• 本文抜粋:
ニューズウィーク日本版 / 2016年7月21日 17時40分

 概念で言えば、「VR(仮想現実)」から、「AR(拡張現実)」に進むことになります。<参考>「ポケモンGOはARの発展にとって野球で言えば2回表(「フォーブス」記事)」



 そのインパクトは非常に大きく、ビジネスとしての可能性も大きいと思います。ですが、このARというカルチャーについて言えば、日本ではまだ根付いていません。これを育てていくには、政府の注意喚起のように利用者に配慮を求めることに加えて、「使わない人」つまり利用者以外の人々への理解を広めることも必要だと思います。

 その際の問題として、3点指摘したいと思います。

 1つは「歩きスマホ」問題です。このゲームではグーグルの地図情報とGPSを使い、現実の地図と同じような地形を画面上に表示して、そこにポケモンがいたり、「ポケストップ」や「ジム」といった拠点があったりします。ですからゲームのプレイ中は、スマホの画面を見ながら歩きまわることになります。

 この行動は、プレイヤーにとっては「地図」に従って実際の地形を意識して動いているのだし、周囲への注意は払っているという自覚があると思います。また、実際にポケモンのいる場所に来ると、地図ではなくスマホ背面のメインカメラがリアルタイムで撮影した「目の前の風景」の映像の中にポケモンが出てきますから、プレイヤーとしては画面を通じて「ちゃんと前を見ている」という自覚が強まります。

 ですが、こうした一連の動作は、周囲から見れば「違法な歩きスマホ」だという理解をされる可能性があります。「歩きスマホに見えてしまう」ことについては利用者側での対策には限界があります。ですから、この点について「使わない人」の理解を促すことと、トラブルの件数を抑制する工夫が必要と思います。

【参考記事】韓国で唯一ポケモンGOがプレイできる町に観光ブーム

 2点目は、とにかくポケモンのいる「現場」などでは背面カメラを使って、リアルな世界との融合が図られるわけですが、これも周囲からすれば他に人がいるのに写真や動画を勝手に撮影しているという誤解を受ける可能性があります。この点も、理解を広めてトラブルの発生を減らす努力は必要でしょう。

 3点目は、記念碑や博物館など「公共の場所」が「ポケストップ」に指定されることが多いことです。公共の場所であれば、一般の人が接近することに抵抗はないだろうという共通理解でそのように設定されているのでしょうが、この点で日本のカルチャーは少々違っています。本来の目的以外の人が施設等に来ることへの抵抗が出てくる可能性があります。

• リスト抜粋:
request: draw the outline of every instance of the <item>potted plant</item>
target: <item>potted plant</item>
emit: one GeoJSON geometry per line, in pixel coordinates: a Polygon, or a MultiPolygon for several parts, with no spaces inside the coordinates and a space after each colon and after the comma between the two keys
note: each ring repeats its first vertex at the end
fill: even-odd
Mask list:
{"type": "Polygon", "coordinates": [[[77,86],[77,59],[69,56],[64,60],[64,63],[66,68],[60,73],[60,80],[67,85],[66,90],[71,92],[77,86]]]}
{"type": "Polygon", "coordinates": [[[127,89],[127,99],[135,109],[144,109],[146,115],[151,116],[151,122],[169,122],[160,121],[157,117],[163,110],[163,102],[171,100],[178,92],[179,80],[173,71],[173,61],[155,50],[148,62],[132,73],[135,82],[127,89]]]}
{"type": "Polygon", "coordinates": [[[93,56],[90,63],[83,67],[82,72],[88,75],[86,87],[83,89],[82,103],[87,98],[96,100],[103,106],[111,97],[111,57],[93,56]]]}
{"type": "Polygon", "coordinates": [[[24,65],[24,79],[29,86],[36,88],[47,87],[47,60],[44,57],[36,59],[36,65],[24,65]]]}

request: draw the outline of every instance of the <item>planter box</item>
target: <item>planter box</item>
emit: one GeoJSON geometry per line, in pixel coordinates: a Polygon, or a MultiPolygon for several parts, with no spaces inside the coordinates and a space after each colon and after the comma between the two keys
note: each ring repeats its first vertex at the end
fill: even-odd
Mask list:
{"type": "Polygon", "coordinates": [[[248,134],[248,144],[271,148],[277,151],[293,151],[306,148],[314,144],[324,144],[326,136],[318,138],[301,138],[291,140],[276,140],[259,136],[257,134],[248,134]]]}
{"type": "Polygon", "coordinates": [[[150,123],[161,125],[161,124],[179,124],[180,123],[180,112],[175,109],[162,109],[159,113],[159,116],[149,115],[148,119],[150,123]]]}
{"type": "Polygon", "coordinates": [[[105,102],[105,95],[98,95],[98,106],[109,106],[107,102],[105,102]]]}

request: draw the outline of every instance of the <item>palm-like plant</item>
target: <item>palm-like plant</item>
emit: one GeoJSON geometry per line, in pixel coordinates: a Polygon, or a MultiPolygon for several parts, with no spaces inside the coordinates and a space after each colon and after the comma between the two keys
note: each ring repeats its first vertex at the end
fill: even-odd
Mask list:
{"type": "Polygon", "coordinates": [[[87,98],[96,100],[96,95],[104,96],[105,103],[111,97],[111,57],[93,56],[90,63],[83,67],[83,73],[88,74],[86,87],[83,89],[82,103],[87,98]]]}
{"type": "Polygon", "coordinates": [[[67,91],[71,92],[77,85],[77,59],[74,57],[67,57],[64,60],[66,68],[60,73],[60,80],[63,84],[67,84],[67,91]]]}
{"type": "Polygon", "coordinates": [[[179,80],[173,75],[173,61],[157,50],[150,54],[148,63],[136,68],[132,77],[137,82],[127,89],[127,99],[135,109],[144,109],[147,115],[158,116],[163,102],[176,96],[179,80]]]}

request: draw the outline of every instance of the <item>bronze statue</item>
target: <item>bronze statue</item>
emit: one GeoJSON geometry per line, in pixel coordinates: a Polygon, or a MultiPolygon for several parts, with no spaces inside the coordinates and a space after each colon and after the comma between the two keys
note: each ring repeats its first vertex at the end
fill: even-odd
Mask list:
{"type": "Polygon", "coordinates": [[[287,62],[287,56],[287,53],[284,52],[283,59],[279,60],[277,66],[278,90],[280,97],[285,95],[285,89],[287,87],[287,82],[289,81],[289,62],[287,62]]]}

• 課題一覧:
(1) ポケモンGOの記事から、「この行動は、プレイヤーにとっ」で始まり「を減らす努力は必要でしょう。」まで続く部分を、一字一句変えずに繰り返してください。
(2) ポケモンGOの記事で、問題として挙げられている3点のうち1つ目は何ですか。
リストはここでは使いません。

• 解答:
(1)
この行動は、プレイヤーにとっては「地図」に従って実際の地形を意識して動いているのだし、周囲への注意は払っているという自覚があると思います。また、実際にポケモンのいる場所に来ると、地図ではなくスマホ背面のメインカメラがリアルタイムで撮影した「目の前の風景」の映像の中にポケモンが出てきますから、プレイヤーとしては画面を通じて「ちゃんと前を見ている」という自覚が強まります。

 ですが、こうした一連の動作は、周囲から見れば「違法な歩きスマホ」だという理解をされる可能性があります。「歩きスマホに見えてしまう」ことについては利用者側での対策には限界があります。ですから、この点について「使わない人」の理解を促すことと、トラブルの件数を抑制する工夫が必要と思います。

【参考記事】韓国で唯一ポケモンGOがプレイできる町に観光ブーム

 2点目は、とにかくポケモンのいる「現場」などでは背面カメラを使って、リアルな世界との融合が図られるわけですが、これも周囲からすれば他に人がいるのに写真や動画を勝手に撮影しているという誤解を受ける可能性があります。この点も、理解を広めてトラブルの発生を減らす努力は必要でしょう。

(2) 「歩きスマホ」問題です。